The goal here is an exact copy of the entries below, without their pictures.

> **INPUT FOR THIS TASK**:
- - -

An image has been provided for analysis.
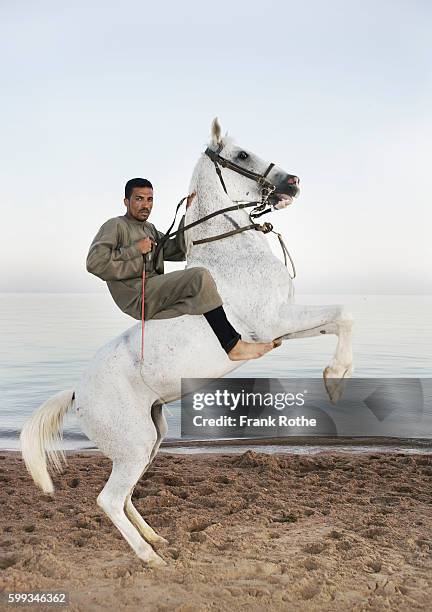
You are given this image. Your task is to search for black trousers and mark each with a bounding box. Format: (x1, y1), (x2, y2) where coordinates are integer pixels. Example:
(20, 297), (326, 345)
(204, 306), (241, 353)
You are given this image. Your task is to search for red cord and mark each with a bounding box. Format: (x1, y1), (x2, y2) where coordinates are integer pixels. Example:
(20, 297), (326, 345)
(141, 265), (146, 361)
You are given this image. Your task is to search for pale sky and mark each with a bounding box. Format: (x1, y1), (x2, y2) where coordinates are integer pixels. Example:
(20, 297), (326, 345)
(1, 0), (431, 294)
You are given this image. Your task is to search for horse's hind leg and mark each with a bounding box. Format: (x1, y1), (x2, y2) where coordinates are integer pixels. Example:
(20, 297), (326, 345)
(97, 455), (166, 566)
(148, 402), (168, 465)
(124, 498), (168, 546)
(124, 403), (169, 545)
(77, 362), (168, 562)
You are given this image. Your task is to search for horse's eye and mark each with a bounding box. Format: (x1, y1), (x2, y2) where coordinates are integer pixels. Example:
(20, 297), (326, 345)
(238, 151), (248, 160)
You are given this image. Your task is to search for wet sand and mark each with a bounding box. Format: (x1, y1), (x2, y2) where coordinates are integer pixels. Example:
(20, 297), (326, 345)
(1, 450), (432, 611)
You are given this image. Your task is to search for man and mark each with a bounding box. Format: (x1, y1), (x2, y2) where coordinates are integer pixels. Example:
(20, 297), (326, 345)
(86, 178), (279, 360)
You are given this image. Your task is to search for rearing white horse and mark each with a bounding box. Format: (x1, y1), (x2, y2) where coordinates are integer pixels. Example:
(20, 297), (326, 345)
(20, 118), (353, 566)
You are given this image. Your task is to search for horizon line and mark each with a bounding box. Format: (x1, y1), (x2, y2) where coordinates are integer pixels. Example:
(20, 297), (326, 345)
(1, 291), (431, 297)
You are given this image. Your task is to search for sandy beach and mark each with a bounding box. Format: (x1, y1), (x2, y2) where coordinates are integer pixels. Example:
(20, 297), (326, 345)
(1, 450), (432, 611)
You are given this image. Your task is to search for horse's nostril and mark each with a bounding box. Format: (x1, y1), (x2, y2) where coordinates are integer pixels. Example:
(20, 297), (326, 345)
(287, 176), (299, 185)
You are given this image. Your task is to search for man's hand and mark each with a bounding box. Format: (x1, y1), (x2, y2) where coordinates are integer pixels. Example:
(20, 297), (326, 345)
(186, 191), (196, 209)
(136, 236), (156, 255)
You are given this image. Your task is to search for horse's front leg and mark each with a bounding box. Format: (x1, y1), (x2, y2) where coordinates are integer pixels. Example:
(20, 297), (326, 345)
(275, 303), (354, 404)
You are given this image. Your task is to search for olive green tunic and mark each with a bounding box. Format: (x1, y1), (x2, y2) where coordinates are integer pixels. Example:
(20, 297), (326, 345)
(86, 213), (223, 320)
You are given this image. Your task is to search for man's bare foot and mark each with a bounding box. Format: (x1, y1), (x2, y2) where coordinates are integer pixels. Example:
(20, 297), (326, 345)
(227, 339), (280, 361)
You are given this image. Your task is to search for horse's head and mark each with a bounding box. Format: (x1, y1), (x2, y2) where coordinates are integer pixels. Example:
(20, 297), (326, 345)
(206, 117), (300, 209)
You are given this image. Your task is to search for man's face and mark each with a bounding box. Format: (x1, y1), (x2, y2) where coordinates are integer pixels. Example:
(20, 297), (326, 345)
(124, 187), (153, 222)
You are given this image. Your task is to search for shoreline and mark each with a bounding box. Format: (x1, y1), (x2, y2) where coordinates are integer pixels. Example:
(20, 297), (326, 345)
(2, 435), (432, 454)
(162, 435), (432, 448)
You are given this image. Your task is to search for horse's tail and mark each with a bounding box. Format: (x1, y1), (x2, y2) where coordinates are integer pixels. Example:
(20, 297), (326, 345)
(20, 389), (74, 494)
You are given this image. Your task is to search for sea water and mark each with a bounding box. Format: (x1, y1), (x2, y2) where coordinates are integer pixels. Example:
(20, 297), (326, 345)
(1, 293), (431, 451)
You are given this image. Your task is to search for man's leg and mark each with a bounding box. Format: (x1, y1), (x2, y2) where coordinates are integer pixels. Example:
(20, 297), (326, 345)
(203, 305), (281, 361)
(203, 306), (241, 353)
(144, 268), (279, 360)
(144, 267), (223, 320)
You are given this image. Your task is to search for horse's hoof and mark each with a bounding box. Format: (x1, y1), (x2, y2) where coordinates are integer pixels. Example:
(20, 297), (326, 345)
(272, 338), (282, 348)
(147, 553), (167, 568)
(153, 536), (169, 546)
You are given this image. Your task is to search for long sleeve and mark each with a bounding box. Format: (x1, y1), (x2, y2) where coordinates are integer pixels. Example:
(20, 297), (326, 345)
(154, 215), (187, 262)
(86, 219), (144, 281)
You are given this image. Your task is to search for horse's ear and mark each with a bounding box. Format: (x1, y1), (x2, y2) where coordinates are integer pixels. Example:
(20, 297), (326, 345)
(210, 117), (222, 146)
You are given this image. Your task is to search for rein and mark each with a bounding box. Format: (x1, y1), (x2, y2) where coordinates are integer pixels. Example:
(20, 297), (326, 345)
(141, 265), (145, 362)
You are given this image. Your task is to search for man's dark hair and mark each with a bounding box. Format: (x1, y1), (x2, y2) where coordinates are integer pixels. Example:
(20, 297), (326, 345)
(125, 178), (153, 199)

- - -

> **REPLY TO THE TASK**:
An image has been provided for analysis.
You are given this image. Your task is to search for black trousers and mark each with a bounding box. Format: (x1, y1), (x2, y2) where coordinates are integer pixels. Example:
(20, 297), (326, 345)
(204, 306), (241, 353)
You are given this image. Your task is to search for red cord and mark each with a bounding box. Format: (x1, y1), (x2, y2) where coordinates are integer pixels. Example:
(20, 297), (326, 345)
(141, 265), (146, 361)
You are given this image. Your task is to search for pale sky and mark each with a bounding box. Format: (x1, y1), (x2, y2) where coordinates are integer pixels. Example:
(20, 297), (326, 345)
(1, 0), (431, 294)
You are given this image. Your task is to search for horse's hind leg and mark each with a bounding box. Format: (x1, y1), (x2, y2) where coordinates are integer pixels. Example:
(20, 297), (326, 345)
(97, 455), (166, 566)
(148, 402), (168, 465)
(124, 498), (168, 546)
(124, 403), (169, 545)
(77, 362), (168, 562)
You are given this image. Your task is to search for horse's eye and mark each with a bounding box. Format: (x1, y1), (x2, y2) where coordinates are integer pixels. Example:
(20, 297), (326, 345)
(238, 151), (248, 160)
You are given this image. Your task is to search for wet sand and mark each with a bounding box. Format: (x1, y1), (x2, y2) where coordinates are integer pixels. Example:
(20, 297), (326, 345)
(1, 450), (432, 611)
You are given this image. Your task is to search for man and mark each with a bounding box. Format: (x1, y1), (x2, y2) where coordinates are integer pixels. Example:
(20, 297), (326, 345)
(86, 178), (279, 360)
You are given this image. Your task is to search for rearing white horse and mark each with a bounding box. Format: (x1, y1), (x2, y2) where coordinates are integer pixels. Example:
(20, 297), (326, 345)
(20, 118), (353, 566)
You are given this image. Your task is to search for horizon line and mark each with a bounding box. Format: (x1, y1), (x2, y2) where coordinates are integer pixels. Example:
(20, 297), (326, 345)
(1, 291), (431, 297)
You are given this image. Your task is to search for sandy beach and mark each with a bounding box. Format: (x1, y1), (x2, y2) where coordinates are integer pixels. Example:
(20, 297), (326, 345)
(1, 450), (432, 611)
You are given this image. Your task is to search for horse's nostril and mark each with a bounding box. Format: (x1, y1), (x2, y2) where coordinates are integer pixels. Example:
(20, 297), (326, 345)
(287, 176), (299, 185)
You are given this image. Your task is to search for man's hand and mark each with a bounding box. Format: (x1, y1), (x2, y2) where coordinates are integer pixels. Example:
(20, 297), (326, 345)
(186, 191), (196, 209)
(136, 236), (156, 255)
You are given this image. Your task is to search for horse's front leg and mark each with a bounding box. Format: (x1, y1), (x2, y2) where coordinates are integer pixels. Example:
(20, 297), (326, 345)
(275, 303), (354, 404)
You are given this image. Your task is to search for olive green tunic and mark each with a bounding box. Format: (x1, y1), (x2, y2) where coordinates are integer pixels. Example:
(20, 297), (326, 345)
(86, 213), (223, 320)
You are given this image. Your task is to search for man's bare foot and mark each with a bounding box. Format: (x1, y1), (x2, y2) where coordinates are integer pixels. Example:
(20, 297), (326, 345)
(227, 339), (280, 361)
You are given this image. Your task is to search for horse's head and mark each with a bounding box. Format: (x1, y1), (x2, y2) where coordinates are integer pixels. Example:
(20, 297), (326, 345)
(206, 117), (300, 209)
You are given this image. Your task is to search for man's face and mark each with a bounding box. Format: (x1, y1), (x2, y2) where coordinates are integer pixels. Example:
(20, 297), (326, 345)
(124, 187), (153, 222)
You are given this image. Your task is to search for shoreline and mark each with a bounding box. Format: (x1, y1), (x2, y2) where coordinates are integer pixels. Example:
(20, 297), (326, 345)
(2, 435), (432, 454)
(162, 435), (432, 448)
You are given this image. Your task is to search for horse's tail and mark each with a bounding box. Format: (x1, y1), (x2, y2) where coordinates are integer pixels. Example:
(20, 297), (326, 345)
(20, 389), (74, 494)
You are given this image. Your task is to search for sea water and mark each with a bounding box. Format: (x1, y1), (x2, y2) where coordinates are integer pixels. Example:
(20, 297), (326, 345)
(1, 293), (431, 451)
You are given this image. Your task is to search for man's leg and mark each with a bounding box. Format: (x1, y1), (x2, y2) where coordinates are integer pixels. Example:
(20, 297), (326, 345)
(203, 305), (281, 361)
(203, 306), (241, 353)
(144, 268), (279, 360)
(144, 267), (223, 320)
You are given this image. Your task is to search for horse's hoof and mark each with a bounding box. Format: (x1, y1), (x2, y2) where coordinates are integer pixels. Example:
(20, 297), (326, 345)
(272, 338), (282, 348)
(147, 553), (167, 568)
(153, 536), (169, 546)
You are given this image. Your task is to search for long sleeve and mark each with a bounding box. Format: (x1, y1), (x2, y2) where coordinates are integer pixels. Example:
(20, 297), (326, 345)
(154, 215), (187, 262)
(86, 219), (144, 281)
You are given this image. Your task is to search for horse's ear and mark each with a bounding box. Format: (x1, y1), (x2, y2) where coordinates are integer pixels. Example:
(20, 297), (326, 345)
(210, 117), (222, 146)
You are given this image. Your task is to search for rein and mark each with a bounding box. Format: (x1, y1), (x2, y2) where coordinates are integer pixels. Example:
(20, 297), (326, 345)
(141, 265), (145, 362)
You are given this image. Your task is to search for man's dark hair and mark each with a bounding box. Format: (x1, y1), (x2, y2) where coordinates are integer pixels. Example:
(20, 297), (326, 345)
(125, 178), (153, 199)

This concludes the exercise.